▸ **Material for the task**:

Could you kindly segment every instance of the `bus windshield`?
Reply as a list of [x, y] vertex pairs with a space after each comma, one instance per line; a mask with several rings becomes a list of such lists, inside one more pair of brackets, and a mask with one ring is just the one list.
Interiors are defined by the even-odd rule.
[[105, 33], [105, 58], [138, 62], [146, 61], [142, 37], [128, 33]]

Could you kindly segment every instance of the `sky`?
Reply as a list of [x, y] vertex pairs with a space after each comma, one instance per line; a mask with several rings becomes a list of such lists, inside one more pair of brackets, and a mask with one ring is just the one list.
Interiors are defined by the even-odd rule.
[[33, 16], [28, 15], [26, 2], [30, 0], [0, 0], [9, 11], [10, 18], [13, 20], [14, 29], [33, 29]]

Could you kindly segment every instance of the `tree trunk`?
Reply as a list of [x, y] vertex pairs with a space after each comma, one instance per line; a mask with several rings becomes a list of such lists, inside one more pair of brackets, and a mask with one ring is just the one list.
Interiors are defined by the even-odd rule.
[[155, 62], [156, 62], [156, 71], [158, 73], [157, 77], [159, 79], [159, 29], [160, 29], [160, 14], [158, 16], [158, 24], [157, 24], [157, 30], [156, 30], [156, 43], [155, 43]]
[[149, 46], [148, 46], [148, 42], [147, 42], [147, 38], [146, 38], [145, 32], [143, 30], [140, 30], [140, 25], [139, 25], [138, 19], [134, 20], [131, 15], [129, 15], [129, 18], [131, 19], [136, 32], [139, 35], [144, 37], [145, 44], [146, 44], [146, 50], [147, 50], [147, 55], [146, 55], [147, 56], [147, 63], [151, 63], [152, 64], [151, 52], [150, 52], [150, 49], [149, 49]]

▸ **What is expected**: Copy every row above word for word, with no changes.

▸ **Full output**:
Could you kindly segment every instance of the `bus windshield`?
Reply as a list of [x, y] vertex pairs with a space after each comma, one instance per line; a mask with several rings becomes a list of such lists, inside one more pair of brackets, and a mask with one ring is just the one list.
Interiors are defined by the even-odd rule.
[[105, 33], [105, 58], [138, 62], [146, 61], [142, 37], [128, 33]]

Could you kindly segment every instance of the `sky`?
Reply as a list of [x, y] vertex pairs with a space after each comma, one instance per line; a mask with several rings becomes a list of such lists, inside one more pair of brackets, and a mask with one ring is just the one list.
Interiors are defined by the even-odd rule.
[[33, 16], [28, 15], [26, 2], [30, 0], [0, 0], [9, 11], [10, 18], [13, 20], [14, 29], [33, 29]]

Could you kindly segment every instance of the `tree trunk`?
Reply as a list of [x, y] vertex pairs with a space after each comma, one instance per line; a mask with several rings becomes a list of such lists, inside one more pair of brackets, and a mask with one ring is just the one list.
Interiors are defined by the even-odd rule.
[[155, 62], [156, 62], [156, 71], [158, 73], [157, 77], [159, 79], [159, 29], [160, 29], [160, 14], [158, 16], [158, 24], [157, 24], [157, 30], [156, 30], [156, 43], [155, 43]]
[[149, 46], [148, 46], [148, 42], [147, 42], [147, 38], [146, 38], [145, 32], [143, 30], [140, 30], [140, 25], [139, 25], [138, 19], [134, 20], [131, 15], [129, 15], [129, 18], [131, 19], [136, 32], [139, 35], [144, 37], [145, 44], [146, 44], [146, 50], [147, 50], [147, 55], [146, 55], [147, 56], [147, 63], [151, 63], [152, 64], [151, 52], [150, 52], [150, 49], [149, 49]]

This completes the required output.